• TESTO MOSTRATO:
=======

Aldo Nove
II. Addio mio Novecento di Aldo Nove
L’accumulazione verbale è il tentativo memoriale nonché la testimonianza epocale della fuggevolezza. Se il contemporaneo, tempo eterno della scomparsa, riduce il linguaggio alla sua ultima performance nel recupero iper-esposto di ciò che resta dell’umano – nel ricorso al fantasmatico come unica presenza -, allora l’ultima operazione di Aldo Nove riflette la fine della cronologia e s’interroga sull’ineluttabile (eppure direi scontato) annientamento di un ethos. La fase terminale del nichilismo, in Addio mio Novecento, ammicca farraginosa.
Il tempo
Vedo un fiume di gente
scorrere verso la storia.
Il fiume è la memoria
di ognuno. Il resto è il Niente
che lo contiene.
(p. 92)

=======

• RICHIESTA: Prosegui il testo su «Addio mio Novecento» di Aldo Nove, riprendendo subito dopo la citazione della poesia «Il tempo».

Voci sulla posizione degli oggetti nelle immagini:
=======

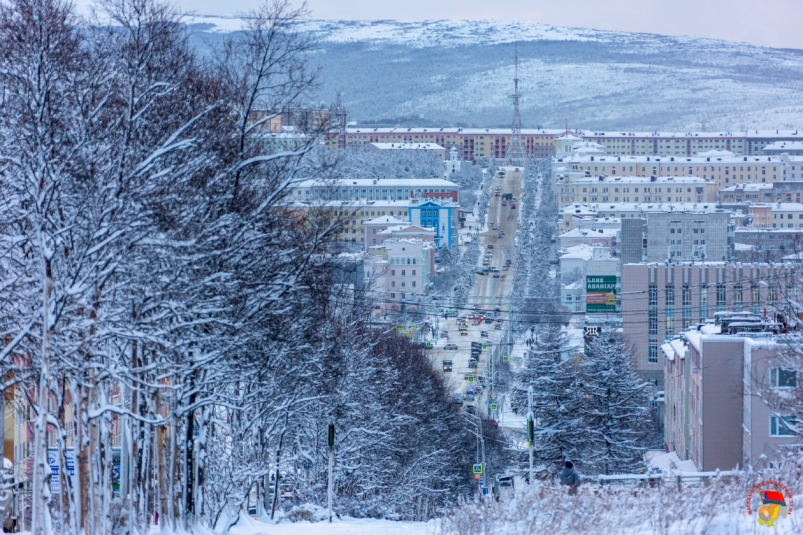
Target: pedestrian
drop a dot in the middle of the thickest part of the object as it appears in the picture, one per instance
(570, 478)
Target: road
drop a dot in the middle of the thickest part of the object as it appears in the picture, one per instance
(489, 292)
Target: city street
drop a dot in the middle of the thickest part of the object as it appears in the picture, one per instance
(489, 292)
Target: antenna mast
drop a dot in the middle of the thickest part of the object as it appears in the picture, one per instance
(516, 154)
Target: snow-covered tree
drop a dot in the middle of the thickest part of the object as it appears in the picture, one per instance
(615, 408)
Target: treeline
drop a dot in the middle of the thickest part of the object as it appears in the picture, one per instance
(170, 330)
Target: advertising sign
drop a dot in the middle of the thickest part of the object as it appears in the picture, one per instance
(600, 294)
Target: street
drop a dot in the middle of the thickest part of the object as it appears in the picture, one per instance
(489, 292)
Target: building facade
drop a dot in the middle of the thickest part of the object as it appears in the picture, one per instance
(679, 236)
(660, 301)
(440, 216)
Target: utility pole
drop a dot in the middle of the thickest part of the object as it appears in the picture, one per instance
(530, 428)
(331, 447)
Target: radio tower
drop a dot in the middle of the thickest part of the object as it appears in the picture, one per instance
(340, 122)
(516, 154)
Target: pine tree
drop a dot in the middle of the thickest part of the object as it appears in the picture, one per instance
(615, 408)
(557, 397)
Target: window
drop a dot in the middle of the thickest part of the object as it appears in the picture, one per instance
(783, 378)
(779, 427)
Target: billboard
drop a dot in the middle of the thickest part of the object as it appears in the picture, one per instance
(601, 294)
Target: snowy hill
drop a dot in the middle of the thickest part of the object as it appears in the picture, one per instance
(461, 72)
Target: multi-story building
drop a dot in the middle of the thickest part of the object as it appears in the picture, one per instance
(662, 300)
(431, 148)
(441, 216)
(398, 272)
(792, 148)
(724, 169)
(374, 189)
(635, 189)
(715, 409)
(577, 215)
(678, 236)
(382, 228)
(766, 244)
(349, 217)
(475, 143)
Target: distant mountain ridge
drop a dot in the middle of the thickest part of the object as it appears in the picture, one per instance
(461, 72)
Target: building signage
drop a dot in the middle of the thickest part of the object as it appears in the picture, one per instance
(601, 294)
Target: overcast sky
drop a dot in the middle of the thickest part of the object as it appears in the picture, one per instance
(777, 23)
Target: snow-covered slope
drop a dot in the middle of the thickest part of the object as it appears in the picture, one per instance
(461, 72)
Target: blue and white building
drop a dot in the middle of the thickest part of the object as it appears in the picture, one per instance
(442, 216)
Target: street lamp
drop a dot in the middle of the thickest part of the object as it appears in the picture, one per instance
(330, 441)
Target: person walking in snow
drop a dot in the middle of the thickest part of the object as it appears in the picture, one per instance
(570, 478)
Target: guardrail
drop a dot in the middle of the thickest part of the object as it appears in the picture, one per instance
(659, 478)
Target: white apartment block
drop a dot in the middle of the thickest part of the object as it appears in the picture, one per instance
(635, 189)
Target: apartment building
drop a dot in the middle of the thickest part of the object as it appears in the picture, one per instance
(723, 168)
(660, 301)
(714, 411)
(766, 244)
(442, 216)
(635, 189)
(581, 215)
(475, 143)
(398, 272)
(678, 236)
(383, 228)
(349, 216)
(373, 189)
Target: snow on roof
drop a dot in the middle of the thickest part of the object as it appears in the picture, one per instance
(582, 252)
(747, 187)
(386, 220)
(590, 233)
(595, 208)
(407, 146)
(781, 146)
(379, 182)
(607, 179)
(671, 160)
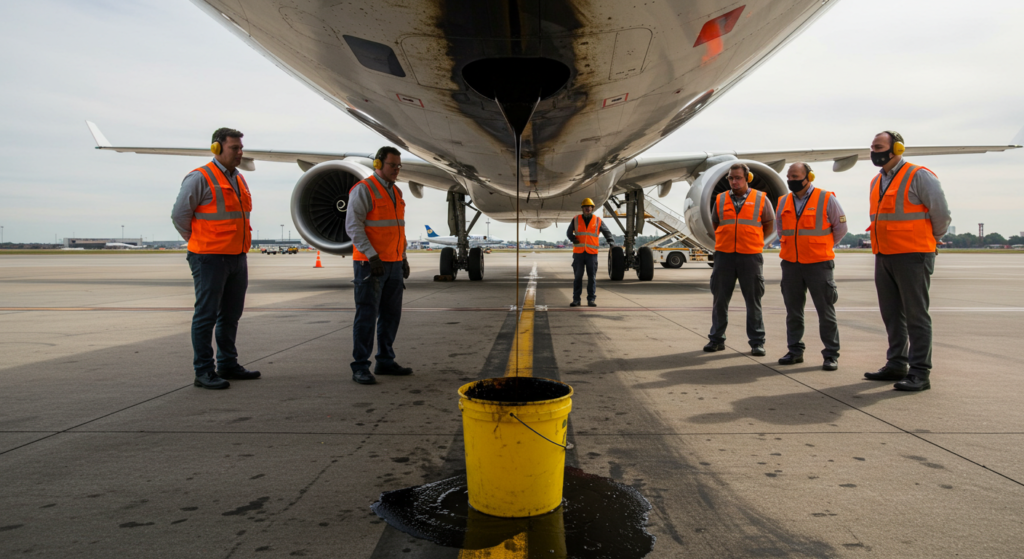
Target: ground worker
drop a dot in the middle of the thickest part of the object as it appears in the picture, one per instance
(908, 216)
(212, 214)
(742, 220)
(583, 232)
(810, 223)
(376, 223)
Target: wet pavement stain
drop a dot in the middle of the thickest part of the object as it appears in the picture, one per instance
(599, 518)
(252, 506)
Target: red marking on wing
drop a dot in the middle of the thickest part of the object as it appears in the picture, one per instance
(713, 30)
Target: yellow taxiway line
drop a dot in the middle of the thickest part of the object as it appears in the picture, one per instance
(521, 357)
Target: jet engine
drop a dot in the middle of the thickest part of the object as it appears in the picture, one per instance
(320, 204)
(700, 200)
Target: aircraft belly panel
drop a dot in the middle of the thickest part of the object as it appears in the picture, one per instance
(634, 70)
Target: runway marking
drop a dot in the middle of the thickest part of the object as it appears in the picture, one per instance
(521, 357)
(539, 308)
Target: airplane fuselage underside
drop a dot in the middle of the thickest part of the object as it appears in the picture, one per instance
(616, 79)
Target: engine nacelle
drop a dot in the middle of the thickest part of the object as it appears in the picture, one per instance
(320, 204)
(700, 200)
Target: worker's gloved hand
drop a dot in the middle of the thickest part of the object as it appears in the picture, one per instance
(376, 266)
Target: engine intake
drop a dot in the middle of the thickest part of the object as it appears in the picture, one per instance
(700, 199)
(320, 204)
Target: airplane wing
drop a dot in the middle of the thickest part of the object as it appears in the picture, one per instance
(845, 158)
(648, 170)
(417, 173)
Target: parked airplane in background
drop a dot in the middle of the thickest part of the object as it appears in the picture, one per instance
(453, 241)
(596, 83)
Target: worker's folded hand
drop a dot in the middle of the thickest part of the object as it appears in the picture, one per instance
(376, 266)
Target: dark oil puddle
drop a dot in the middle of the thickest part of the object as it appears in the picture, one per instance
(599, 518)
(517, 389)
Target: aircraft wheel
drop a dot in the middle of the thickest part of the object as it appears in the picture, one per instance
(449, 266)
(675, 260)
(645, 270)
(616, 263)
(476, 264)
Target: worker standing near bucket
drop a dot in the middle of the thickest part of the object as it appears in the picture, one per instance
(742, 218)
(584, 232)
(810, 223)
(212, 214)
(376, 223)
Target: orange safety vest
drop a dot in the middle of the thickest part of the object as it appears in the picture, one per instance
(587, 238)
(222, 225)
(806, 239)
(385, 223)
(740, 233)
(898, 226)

=======

• RISPOSTA:
Da metafore logore come quella nel testo appena letto si srotola la minaccia ambigua, sorta di ricognizione approntata con fiacchezza, di un percorso che si sfibra tra il rimpianto nostalgico (anche se in quarta di copertina appare il riferimento alla fine della memoria, le pagine del libro non spiegano quest’estinzione presunta) e l’accensione aurorale di un nuovo tempo, i cui unici indizi sono rintracciabili nelle referenze religiose, testamentarie, non per questo rinnovabili e riattivate, soprattutto nell’ultima sezione (Un matrimonio).
Un matrimonio
Come nastro di porpora le tue labbra,
pieno di fascino è il tuo deserto*
Cantico dei Cantici, 4,3
Esplodono, orizzonti ma più piano
di un attimo, attraversano
ed è ovunque
il centro dove vanno. Depositano acqua
e ritagli di pietra
leggeri,
che sono una famiglia, tra gli specchi
che da millenni salgono
e scendono, e sono
il movimento, è
noi per sempre
che ne siamo parte,
ciò che diventa,
è il tempo,
è la tua bocca
è il tuo respiro amore
e sono gli occhi
è tutto il mondo
il grembo
* Midhàr significa, in ebraico, deserto.
Nella vulgata greca è tradotto con bocca.
(p. 104)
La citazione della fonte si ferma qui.